→ Extract provided:
Right, that confirms that we never set PSE without PRESENT. We probably
want to keep that assertion in the PSE case.

But we still want to continue walking down to level1 (or pse) even when
L4/L3/L2 have PRESENT.

> > -    if ( tab[offset] & _PAGE_PSE )
> > -        return &tab[offset];
> > [... walk down to level 1]
> > -    return &tab[offset];

Samuel
Jürgen Groß Aug. 1, 2024, 9:25 a.m. UTC | #6
On 01.08.24 11:15, Samuel Thibault wrote:
> Jürgen Groß, le jeu. 01 août 2024 10:13:07 +0200, a ecrit:
>> On 01.08.24 09:39, Samuel Thibault wrote:
>>> Jürgen Groß, le jeu. 01 août 2024 07:56:36 +0200, a ecrit:
>>>> On 31.07.24 23:27, Samuel Thibault wrote:
>>>>> Hello,
>>>>>
>>>>> Juergen Gross, le mer. 31 juil. 2024 15:00:25 +0200, a ecrit:
>>>>>> -pgentry_t *need_pgt(unsigned long va)
>>>>>> +static int need_pgt_func(unsigned long va, unsigned int lvl, bool is_leaf,
>>>>>> +                         pgentry_t *pte, void *par)

→ Written exercise: Write the next part of the mailing-list discussion of the page-table walking patch, starting right after its last line.

[Point annotations for photos]

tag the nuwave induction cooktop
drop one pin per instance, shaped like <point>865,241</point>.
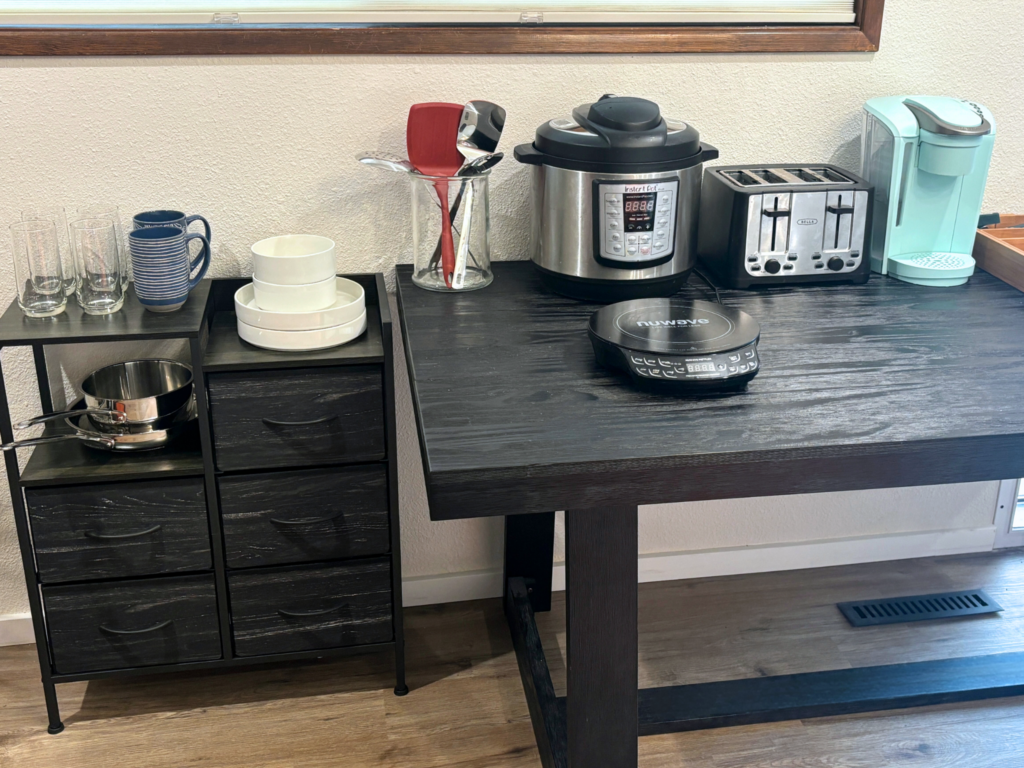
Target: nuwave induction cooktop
<point>677,345</point>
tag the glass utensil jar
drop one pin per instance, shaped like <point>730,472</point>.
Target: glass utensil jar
<point>97,260</point>
<point>469,262</point>
<point>37,268</point>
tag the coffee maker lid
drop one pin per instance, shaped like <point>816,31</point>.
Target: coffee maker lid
<point>951,117</point>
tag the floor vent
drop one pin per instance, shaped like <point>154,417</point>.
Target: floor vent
<point>919,607</point>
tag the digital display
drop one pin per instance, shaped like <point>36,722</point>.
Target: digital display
<point>700,368</point>
<point>639,209</point>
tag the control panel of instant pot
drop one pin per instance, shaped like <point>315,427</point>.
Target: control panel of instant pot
<point>636,222</point>
<point>706,367</point>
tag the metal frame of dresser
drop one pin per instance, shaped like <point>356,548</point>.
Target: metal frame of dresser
<point>214,296</point>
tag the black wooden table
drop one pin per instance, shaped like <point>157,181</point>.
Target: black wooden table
<point>881,385</point>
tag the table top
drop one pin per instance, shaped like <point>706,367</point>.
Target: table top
<point>880,385</point>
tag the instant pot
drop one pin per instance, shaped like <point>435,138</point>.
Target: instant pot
<point>615,190</point>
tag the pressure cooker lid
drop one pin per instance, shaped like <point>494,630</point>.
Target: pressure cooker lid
<point>617,130</point>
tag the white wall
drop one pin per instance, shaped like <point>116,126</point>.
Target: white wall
<point>266,145</point>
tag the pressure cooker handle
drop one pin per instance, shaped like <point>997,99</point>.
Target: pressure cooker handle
<point>581,117</point>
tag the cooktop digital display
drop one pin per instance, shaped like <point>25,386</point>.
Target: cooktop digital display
<point>639,208</point>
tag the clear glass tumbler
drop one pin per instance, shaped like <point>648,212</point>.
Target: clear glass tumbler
<point>97,260</point>
<point>56,215</point>
<point>37,268</point>
<point>114,214</point>
<point>466,266</point>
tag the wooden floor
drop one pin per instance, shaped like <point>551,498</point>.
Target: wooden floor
<point>467,709</point>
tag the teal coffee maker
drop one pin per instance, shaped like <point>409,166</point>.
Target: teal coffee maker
<point>928,159</point>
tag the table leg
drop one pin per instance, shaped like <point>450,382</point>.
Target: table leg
<point>529,543</point>
<point>601,638</point>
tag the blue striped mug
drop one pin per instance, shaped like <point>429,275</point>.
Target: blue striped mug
<point>163,267</point>
<point>170,218</point>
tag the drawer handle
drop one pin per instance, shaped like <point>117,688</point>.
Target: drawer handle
<point>115,537</point>
<point>155,627</point>
<point>308,613</point>
<point>322,420</point>
<point>309,521</point>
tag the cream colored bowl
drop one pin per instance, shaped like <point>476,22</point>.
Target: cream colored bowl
<point>307,298</point>
<point>294,259</point>
<point>294,341</point>
<point>349,304</point>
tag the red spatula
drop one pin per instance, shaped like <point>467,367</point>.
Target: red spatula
<point>430,138</point>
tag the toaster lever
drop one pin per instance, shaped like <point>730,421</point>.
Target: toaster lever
<point>840,209</point>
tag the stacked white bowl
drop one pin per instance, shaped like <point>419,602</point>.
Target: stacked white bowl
<point>295,301</point>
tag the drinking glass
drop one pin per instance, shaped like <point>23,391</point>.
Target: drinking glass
<point>37,268</point>
<point>56,215</point>
<point>114,214</point>
<point>100,286</point>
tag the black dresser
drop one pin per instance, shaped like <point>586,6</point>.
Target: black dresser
<point>268,531</point>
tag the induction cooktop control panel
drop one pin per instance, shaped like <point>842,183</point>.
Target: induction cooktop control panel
<point>702,368</point>
<point>636,222</point>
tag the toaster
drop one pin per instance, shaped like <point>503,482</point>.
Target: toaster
<point>784,224</point>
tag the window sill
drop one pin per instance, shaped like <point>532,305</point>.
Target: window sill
<point>316,40</point>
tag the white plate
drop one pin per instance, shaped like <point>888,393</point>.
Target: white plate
<point>350,303</point>
<point>309,297</point>
<point>294,259</point>
<point>293,341</point>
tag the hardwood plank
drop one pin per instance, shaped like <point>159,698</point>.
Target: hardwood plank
<point>861,386</point>
<point>467,707</point>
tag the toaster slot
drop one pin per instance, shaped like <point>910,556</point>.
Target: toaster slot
<point>839,220</point>
<point>767,175</point>
<point>806,175</point>
<point>775,214</point>
<point>742,178</point>
<point>832,176</point>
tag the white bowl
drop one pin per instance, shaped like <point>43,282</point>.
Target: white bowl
<point>292,341</point>
<point>294,259</point>
<point>350,303</point>
<point>307,298</point>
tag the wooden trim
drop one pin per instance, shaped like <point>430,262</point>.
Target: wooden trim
<point>862,36</point>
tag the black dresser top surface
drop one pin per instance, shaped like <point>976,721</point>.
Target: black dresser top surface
<point>506,383</point>
<point>132,322</point>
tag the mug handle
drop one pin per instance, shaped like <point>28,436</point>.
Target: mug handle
<point>204,254</point>
<point>206,226</point>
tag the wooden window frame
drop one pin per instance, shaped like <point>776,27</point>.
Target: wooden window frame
<point>862,36</point>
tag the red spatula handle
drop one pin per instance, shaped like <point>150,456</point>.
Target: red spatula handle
<point>448,245</point>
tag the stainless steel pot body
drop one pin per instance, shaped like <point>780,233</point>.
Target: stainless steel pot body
<point>562,222</point>
<point>144,390</point>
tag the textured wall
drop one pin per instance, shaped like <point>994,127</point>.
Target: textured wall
<point>265,145</point>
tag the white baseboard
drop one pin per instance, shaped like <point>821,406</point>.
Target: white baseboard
<point>15,629</point>
<point>666,566</point>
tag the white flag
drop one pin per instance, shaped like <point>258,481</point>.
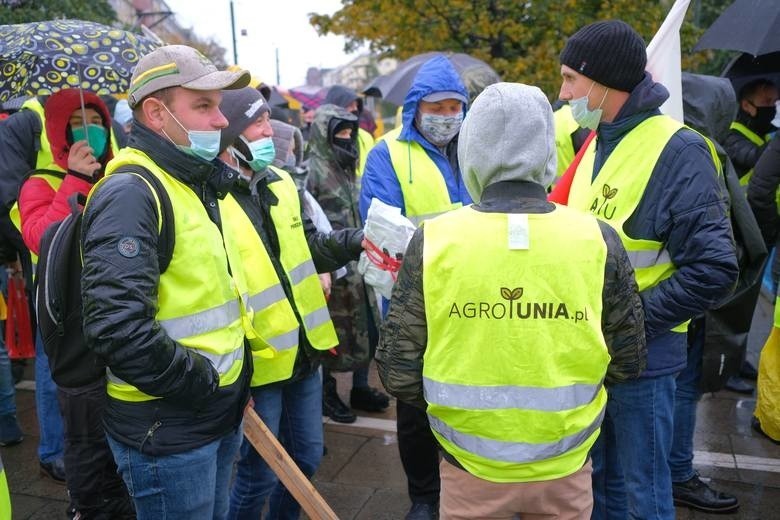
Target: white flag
<point>663,58</point>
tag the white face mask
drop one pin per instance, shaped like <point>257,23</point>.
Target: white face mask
<point>203,143</point>
<point>582,115</point>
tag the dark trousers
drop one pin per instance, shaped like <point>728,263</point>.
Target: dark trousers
<point>96,489</point>
<point>419,453</point>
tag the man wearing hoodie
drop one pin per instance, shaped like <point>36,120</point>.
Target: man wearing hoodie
<point>348,99</point>
<point>655,181</point>
<point>289,306</point>
<point>487,295</point>
<point>80,150</point>
<point>415,168</point>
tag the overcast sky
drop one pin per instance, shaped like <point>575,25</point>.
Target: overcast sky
<point>280,24</point>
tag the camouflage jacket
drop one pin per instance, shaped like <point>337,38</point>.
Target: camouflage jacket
<point>351,302</point>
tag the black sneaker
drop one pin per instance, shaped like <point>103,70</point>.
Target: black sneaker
<point>695,494</point>
<point>368,399</point>
<point>423,511</point>
<point>334,407</point>
<point>55,470</point>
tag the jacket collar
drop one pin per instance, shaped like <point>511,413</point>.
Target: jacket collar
<point>186,168</point>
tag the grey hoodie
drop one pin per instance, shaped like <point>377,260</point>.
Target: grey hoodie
<point>508,135</point>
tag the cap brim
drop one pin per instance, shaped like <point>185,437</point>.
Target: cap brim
<point>435,97</point>
<point>220,80</point>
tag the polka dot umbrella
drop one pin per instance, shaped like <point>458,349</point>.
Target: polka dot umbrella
<point>40,58</point>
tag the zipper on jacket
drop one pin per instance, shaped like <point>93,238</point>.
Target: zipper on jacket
<point>149,434</point>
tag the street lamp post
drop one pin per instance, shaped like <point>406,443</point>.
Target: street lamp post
<point>233,31</point>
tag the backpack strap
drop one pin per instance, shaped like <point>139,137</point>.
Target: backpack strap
<point>167,228</point>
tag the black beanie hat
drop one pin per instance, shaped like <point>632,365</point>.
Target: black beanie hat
<point>611,53</point>
<point>241,108</point>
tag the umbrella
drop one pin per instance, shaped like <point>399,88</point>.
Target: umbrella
<point>40,58</point>
<point>475,74</point>
<point>311,96</point>
<point>749,26</point>
<point>746,67</point>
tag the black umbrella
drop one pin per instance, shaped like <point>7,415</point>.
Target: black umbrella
<point>475,74</point>
<point>750,26</point>
<point>746,67</point>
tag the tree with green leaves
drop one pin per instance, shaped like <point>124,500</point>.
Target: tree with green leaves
<point>520,40</point>
<point>23,11</point>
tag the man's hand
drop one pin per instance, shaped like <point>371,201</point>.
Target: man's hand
<point>82,160</point>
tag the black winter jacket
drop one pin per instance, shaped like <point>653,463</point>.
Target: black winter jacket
<point>120,304</point>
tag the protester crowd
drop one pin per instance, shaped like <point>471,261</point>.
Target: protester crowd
<point>545,333</point>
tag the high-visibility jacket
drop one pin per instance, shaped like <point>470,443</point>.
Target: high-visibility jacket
<point>273,312</point>
<point>200,304</point>
<point>753,138</point>
<point>617,190</point>
<point>565,126</point>
<point>515,360</point>
<point>5,494</point>
<point>422,183</point>
<point>365,143</point>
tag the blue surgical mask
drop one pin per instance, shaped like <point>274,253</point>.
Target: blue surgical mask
<point>203,143</point>
<point>262,153</point>
<point>584,117</point>
<point>96,137</point>
<point>439,129</point>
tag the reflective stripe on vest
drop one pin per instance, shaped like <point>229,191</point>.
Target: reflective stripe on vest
<point>490,329</point>
<point>52,177</point>
<point>273,311</point>
<point>199,302</point>
<point>618,189</point>
<point>423,187</point>
<point>565,126</point>
<point>753,138</point>
<point>365,143</point>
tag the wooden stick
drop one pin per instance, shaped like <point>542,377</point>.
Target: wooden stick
<point>285,468</point>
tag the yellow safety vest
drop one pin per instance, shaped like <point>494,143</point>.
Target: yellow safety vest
<point>422,186</point>
<point>515,361</point>
<point>565,125</point>
<point>273,313</point>
<point>5,494</point>
<point>365,143</point>
<point>200,304</point>
<point>618,188</point>
<point>755,139</point>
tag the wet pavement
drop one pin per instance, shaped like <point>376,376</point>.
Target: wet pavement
<point>361,476</point>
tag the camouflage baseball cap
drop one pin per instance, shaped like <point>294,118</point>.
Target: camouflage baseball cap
<point>180,66</point>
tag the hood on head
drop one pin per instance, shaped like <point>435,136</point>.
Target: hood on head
<point>507,135</point>
<point>284,136</point>
<point>319,143</point>
<point>435,75</point>
<point>709,104</point>
<point>57,109</point>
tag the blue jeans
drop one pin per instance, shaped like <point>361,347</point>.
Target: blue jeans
<point>192,485</point>
<point>293,412</point>
<point>686,398</point>
<point>7,391</point>
<point>51,444</point>
<point>631,477</point>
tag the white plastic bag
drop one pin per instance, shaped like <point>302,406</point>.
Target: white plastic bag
<point>390,232</point>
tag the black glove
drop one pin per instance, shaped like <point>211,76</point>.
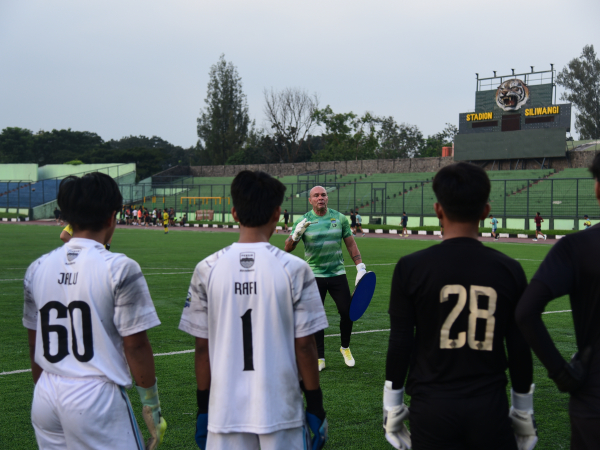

→ Result for this exercise:
>>>>>>     {
>>>>> [...]
>>>>>> +    if ( lvl == L1_FRAME || (*pte & _PAGE_PRESENT) )
>>>>>
>>>>> Did you mean (*pte & _PAGE_PSE)?
>>>>
>>>> No.
>>>
>>> I don't understand: it doesn't map what I know of need_pgt and what the
>>> existing code is doing.
>>>
>>> AIKI, the point of need_pgt is to make sure there is a L1 page table
>>> entry for a VA, and return it, so the caller can put in it at pte for a
>>> mfn or such. In the case a PSE is met, we don't go further, and it's up
>>> to the caller to decide what it wants to do (most often it's actually
>>> unexpected and asserted out). In both cases, the PRESENT bit of the
>>> pte whose address is returned does not matter, most often it's the
>>> caller which will set it.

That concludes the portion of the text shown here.